▶ **Short task**
Could you render the lines below as a Markdown table with columns named Number and Line, starting with the line that contains "silhouette, one point per instance in this photo." and going on through the last line of the records, one row per line, numbered, with blank lines left out?

▶ **Data for processing**

★ ★ ★

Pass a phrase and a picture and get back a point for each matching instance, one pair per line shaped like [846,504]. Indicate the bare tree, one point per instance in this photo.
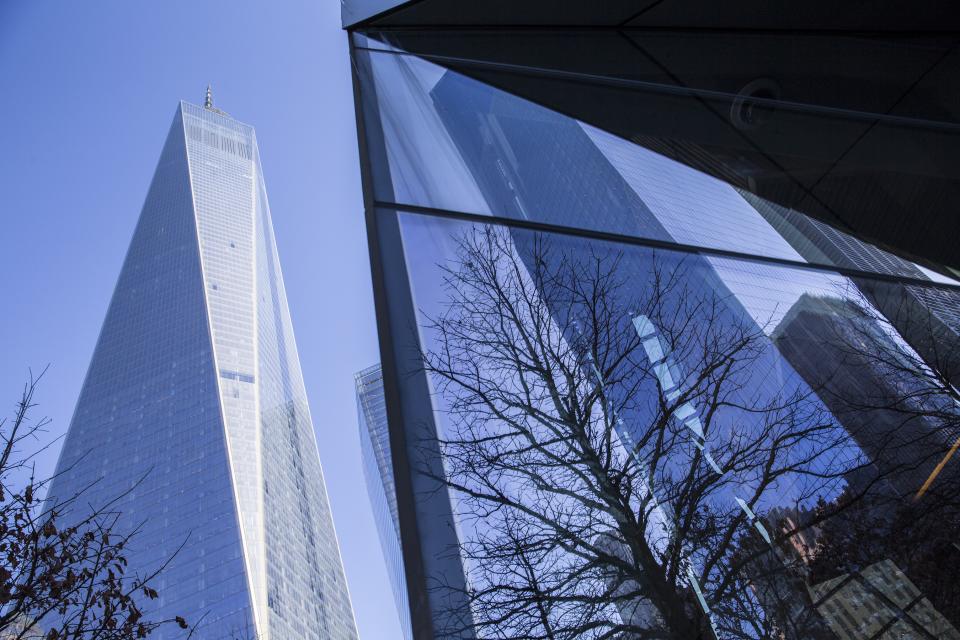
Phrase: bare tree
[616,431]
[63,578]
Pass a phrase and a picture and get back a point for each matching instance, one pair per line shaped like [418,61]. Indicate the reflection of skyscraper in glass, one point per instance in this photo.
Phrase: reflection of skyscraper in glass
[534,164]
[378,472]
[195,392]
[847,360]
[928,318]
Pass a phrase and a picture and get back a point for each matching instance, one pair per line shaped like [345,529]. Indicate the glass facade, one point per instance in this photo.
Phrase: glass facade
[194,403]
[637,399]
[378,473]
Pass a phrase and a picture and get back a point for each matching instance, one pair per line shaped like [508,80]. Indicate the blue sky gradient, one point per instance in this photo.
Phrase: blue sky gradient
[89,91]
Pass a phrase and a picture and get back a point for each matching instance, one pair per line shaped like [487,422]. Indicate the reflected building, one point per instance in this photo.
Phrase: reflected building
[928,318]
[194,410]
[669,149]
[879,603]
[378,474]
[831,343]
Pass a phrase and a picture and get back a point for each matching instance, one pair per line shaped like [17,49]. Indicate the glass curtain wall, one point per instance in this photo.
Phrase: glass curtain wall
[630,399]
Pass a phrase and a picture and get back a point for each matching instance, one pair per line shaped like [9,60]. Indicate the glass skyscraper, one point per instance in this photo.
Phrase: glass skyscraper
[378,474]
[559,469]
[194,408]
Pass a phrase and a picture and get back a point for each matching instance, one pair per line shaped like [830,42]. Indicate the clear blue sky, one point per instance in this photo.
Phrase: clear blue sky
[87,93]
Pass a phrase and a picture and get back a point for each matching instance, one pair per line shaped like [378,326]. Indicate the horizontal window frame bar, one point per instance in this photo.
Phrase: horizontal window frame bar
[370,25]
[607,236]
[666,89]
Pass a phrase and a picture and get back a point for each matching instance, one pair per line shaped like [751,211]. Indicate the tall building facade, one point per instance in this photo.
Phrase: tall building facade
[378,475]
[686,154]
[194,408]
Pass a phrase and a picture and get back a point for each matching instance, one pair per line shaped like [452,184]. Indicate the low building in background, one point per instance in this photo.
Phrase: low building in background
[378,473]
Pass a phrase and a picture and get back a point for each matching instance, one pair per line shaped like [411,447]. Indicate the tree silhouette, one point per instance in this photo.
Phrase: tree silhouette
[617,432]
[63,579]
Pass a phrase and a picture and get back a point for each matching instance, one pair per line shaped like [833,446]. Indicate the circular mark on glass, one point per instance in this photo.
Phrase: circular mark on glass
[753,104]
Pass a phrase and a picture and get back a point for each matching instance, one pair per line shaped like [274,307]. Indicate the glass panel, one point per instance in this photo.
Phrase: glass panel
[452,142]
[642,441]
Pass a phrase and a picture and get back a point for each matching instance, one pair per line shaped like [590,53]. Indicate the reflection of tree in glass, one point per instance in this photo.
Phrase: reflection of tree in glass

★ ★ ★

▶ **Worked answer**
| Number | Line |
|---|---|
| 1 | Pass a phrase and a picture and get back a point for each matching instance, one pair per line shaped like [411,447]. Indicate the tree silhouette, one point per instance in this photo. |
| 2 | Phrase: tree silhouette |
| 3 | [617,432] |
| 4 | [63,579] |
| 5 | Pass a phrase and a picture and get back a point for each matching instance, one pair per line shaped like [833,446]. Indicate the circular mark on glass, one point per instance in this photo. |
| 6 | Phrase: circular mark on glass |
| 7 | [753,104] |
| 8 | Pass a phrase and a picture and get back a point for each matching instance, one pair per line shaped like [274,307]. Indicate the glass panel, one point per instance in this photo. |
| 9 | Phrase: glass panel |
| 10 | [452,142] |
| 11 | [642,441] |
| 12 | Pass a phrase and a picture and get back a point for each matching instance, one pair per line shaped like [590,53]. Indicate the reflection of tree in glass, one point per instance in this photo. |
| 13 | Phrase: reflection of tree in glass |